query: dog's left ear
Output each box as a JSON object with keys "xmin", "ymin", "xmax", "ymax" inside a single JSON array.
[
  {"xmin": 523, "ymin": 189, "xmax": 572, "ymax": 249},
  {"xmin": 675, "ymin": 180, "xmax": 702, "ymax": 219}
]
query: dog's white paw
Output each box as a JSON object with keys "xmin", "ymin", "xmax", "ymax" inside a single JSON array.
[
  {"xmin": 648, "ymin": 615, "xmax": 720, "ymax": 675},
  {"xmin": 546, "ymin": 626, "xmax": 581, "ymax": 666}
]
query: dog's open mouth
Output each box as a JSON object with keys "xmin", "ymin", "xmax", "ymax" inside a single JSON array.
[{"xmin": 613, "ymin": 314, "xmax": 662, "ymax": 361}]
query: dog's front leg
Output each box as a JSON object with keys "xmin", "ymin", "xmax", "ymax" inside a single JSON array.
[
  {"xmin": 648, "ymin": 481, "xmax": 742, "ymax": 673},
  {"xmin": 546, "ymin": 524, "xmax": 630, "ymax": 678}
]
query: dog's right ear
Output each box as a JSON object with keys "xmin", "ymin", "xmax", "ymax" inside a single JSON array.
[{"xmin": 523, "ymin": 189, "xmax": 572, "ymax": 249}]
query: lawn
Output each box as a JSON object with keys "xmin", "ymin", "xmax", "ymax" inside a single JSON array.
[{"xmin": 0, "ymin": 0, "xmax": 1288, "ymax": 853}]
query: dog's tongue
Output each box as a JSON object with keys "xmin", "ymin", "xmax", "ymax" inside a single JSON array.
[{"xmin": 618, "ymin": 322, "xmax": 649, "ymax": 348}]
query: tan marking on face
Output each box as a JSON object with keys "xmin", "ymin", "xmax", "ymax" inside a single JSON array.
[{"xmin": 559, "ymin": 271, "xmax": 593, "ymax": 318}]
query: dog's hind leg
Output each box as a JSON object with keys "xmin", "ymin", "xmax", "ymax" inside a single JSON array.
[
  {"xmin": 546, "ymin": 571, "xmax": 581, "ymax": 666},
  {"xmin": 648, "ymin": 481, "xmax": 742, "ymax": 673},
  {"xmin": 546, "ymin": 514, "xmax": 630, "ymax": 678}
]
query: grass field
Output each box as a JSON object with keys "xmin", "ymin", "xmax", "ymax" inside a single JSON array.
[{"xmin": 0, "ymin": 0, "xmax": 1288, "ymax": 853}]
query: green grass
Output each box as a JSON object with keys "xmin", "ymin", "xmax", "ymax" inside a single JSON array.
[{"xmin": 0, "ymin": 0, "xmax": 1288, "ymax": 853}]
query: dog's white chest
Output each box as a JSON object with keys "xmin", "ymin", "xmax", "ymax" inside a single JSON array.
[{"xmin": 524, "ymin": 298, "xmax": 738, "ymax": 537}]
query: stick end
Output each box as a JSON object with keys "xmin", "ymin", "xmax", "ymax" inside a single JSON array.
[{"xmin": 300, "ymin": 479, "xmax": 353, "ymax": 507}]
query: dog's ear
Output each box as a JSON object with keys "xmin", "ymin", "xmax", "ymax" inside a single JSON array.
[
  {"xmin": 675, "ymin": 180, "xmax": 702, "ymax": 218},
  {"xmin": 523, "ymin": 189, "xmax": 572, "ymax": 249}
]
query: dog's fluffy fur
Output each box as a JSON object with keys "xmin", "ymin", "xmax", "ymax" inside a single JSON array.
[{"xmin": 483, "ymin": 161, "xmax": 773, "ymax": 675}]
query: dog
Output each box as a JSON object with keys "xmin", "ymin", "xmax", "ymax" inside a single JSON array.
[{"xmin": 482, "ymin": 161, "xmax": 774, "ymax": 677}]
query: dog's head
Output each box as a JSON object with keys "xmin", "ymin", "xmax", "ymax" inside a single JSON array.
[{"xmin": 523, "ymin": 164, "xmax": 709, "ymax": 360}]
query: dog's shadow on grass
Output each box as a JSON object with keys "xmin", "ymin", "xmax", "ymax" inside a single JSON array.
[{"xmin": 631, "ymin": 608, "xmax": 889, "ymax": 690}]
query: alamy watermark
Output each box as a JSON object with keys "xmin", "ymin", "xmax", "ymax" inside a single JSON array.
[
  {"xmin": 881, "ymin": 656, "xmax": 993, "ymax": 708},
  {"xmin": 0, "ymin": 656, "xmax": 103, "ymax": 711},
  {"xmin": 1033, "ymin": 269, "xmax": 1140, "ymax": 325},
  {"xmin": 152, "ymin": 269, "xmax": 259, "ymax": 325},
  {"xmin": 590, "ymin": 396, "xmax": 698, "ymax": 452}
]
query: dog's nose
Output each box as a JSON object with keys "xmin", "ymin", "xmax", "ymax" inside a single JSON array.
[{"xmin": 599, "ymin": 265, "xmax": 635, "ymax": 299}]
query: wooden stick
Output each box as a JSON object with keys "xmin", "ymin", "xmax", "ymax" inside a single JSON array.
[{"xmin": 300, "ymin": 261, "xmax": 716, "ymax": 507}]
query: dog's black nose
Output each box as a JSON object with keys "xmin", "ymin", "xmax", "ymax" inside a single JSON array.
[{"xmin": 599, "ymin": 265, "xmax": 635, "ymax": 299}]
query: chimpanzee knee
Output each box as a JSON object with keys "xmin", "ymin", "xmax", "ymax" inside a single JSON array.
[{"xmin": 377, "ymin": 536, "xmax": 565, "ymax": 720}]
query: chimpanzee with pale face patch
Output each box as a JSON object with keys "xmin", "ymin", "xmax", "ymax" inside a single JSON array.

§ **What is being asked**
Starting at the line that contains "query: chimpanzee with pale face patch" and continuing through the last of the lines, reproduce those lines with "pale" substituted by "light" and everything else left unchanged.

§ **Answer to the exercise**
query: chimpanzee with light face patch
Output each box as a JSON object with keys "xmin", "ymin", "xmax", "ymax" inside a single JSON array.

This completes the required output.